# What to work on
a) In the list of things to do before 28, find every item that begins with the words "Go on."
b) Carry the before-28 goals piece further, picking up after its last item.

-- Start of Given passage --

These are the things I navigated this year, and at times I felt like I couldn’t go wrong with any option. It’s a great feeling. I know I’ve written this here before, but a year later it’s still true: I am so happy here in Columbia. I have never felt more myself or more like I’m exactly where I’m supposed to be. After a few years of anxiously bumbling around, I’ll take this. I’ll be grateful for this feeling every day.
The things I want to do before 28:
Buy a house?
Visit New York City
Still haven’t eaten at CC’s City Broiler here in Columbia
Go on a ski trip
Write a poem or a song
Make a friend
Spend a significant amount of time on creative writing projects. See them through.
Host a Friendsgiving
Pay off my car
Fill up a journal
Apply for grad school?
Use a personal day at work to do absolutely nothing by myself
Re-do a piece of furniture
Be a good bridesmaid
Get rejected from a few things (it means you’re trying)
See all the Oscar best-picture nominees
Learn to cook something rated harder than “easy” in any cookbook
Go on a week-long road trip, preferably to some places I’ve never been
Fall in love, maybe.
Go on a solo overnight trip
Buy a bike, ride it a lot.
Write some letters and send them.

-- End of Given passage --
-- Start of Information supplied --

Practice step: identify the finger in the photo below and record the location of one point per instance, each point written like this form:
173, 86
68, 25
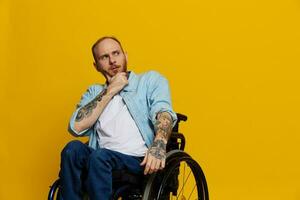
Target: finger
163, 164
148, 165
144, 161
152, 166
158, 164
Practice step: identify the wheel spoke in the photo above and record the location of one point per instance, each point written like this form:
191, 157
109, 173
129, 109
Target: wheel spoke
183, 185
192, 191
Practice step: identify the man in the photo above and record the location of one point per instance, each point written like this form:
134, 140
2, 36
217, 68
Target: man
128, 121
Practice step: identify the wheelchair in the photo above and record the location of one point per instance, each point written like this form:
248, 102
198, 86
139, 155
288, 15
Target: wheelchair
182, 178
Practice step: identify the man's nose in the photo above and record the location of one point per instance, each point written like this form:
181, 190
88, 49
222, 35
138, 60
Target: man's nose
111, 60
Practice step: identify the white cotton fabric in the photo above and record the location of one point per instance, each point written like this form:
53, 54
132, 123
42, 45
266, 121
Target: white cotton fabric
117, 130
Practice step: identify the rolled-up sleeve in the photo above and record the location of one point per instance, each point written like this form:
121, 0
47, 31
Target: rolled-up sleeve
85, 99
159, 97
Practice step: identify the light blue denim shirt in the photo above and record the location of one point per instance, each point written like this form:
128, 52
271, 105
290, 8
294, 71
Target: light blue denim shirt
145, 95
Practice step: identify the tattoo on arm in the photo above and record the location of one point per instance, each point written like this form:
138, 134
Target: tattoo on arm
163, 126
163, 129
87, 110
158, 149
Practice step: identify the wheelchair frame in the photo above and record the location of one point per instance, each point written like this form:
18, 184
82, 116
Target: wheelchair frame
154, 185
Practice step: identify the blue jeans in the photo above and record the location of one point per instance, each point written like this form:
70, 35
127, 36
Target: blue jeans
86, 169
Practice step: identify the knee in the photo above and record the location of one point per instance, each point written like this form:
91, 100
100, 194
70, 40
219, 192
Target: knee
72, 148
100, 155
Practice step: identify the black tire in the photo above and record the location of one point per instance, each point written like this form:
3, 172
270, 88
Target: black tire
54, 190
160, 185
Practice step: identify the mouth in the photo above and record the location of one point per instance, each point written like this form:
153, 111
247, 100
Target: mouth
115, 67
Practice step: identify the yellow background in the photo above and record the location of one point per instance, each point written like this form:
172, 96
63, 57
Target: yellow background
233, 68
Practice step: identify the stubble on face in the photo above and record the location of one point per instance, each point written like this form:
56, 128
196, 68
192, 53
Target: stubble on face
111, 58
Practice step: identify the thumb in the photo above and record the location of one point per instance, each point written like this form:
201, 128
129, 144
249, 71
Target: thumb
145, 160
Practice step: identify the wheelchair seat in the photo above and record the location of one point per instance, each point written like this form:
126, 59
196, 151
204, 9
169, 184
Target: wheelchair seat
173, 180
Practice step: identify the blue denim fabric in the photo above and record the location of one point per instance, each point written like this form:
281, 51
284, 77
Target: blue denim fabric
145, 96
86, 169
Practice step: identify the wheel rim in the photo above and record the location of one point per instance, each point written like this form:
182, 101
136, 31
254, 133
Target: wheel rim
188, 182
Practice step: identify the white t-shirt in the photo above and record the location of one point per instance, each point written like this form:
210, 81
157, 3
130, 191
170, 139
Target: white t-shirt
118, 131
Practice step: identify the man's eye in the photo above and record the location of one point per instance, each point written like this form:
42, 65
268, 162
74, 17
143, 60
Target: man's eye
116, 53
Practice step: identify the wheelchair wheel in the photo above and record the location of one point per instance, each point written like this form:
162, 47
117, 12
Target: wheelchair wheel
182, 179
54, 191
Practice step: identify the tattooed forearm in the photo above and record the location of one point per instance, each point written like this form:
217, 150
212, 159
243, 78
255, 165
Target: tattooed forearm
163, 126
158, 149
87, 110
163, 129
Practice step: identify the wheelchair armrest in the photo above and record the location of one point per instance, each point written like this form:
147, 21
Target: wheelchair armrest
180, 117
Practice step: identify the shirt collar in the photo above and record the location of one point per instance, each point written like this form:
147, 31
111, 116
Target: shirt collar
132, 82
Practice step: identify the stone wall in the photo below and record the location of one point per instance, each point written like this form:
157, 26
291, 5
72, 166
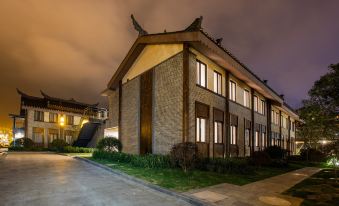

-- End of Information supplied --

# Outputs by task
a)
- Go on a ski trip
- Go on a week-long road trip, preferably to some places I’ve never been
- Go on a solo overnight trip

b)
Write some articles or essays and pitch to magazines/online media spaces
The older I get, the more I notice two things about myself:
1. I really love getting to know people. I want to know all of what makes them different from me. How has the sum of their experiences thus far shaped who they are? What does that tell me about humans in general? What do I have to learn from them? Conversations about these deeper things GIVE ME LIFE maybe a little more than most. You’re probably a good friend of mine if we’ve crossed paths and you, too, like contemplating the weirdness of humanity. And,
2. More and more I feel the pressure of our time being such a precious commodity. Something about seeing my grandparents get older makes me want to just cut to the chase with every person I meet. It seems a tragedy to me when a coworker changes jobs and I only got to know them on a very surface level (I’ve always been sentimental, and I guess aging only exacerbates that.)
So that means the poor saps who go on dates with me (thanks bumble) are under a lot of pressure. If it takes too long for us to get to conversations that would lead to the below topics, I get bored and want to move on. I wish I could ask them all of the below the first time we meet, but I also need to understand that not everyone is as open of a book as I am. And that’s okay. I try to remember that personal conversations are earned, not just freely given away. So, with that wordy intro, here are the questions I wish I could ask first dates (and really, everyone I care about). These are likely only the tip of my question iceberg:
What do you think God, or life, or whatever is teaching you lately?
What’s one regret you have from this week? This month? This year?
What’s your favorite song and why?
Why is your best friend your best friend?
What’s your relationship with each of your parents like? Do you think that shapes much of who you are in your day-to-day?
What do you want your life to look like in 10 years? Has that vision changed much in the last 5?
What are you most looking forward to?
What did you learn from your last relationship?
What’s your favorite book?
What have you learned about marriage by watching your parents’ (or lack thereof)?
What area of your life do you need to give yourself a break on?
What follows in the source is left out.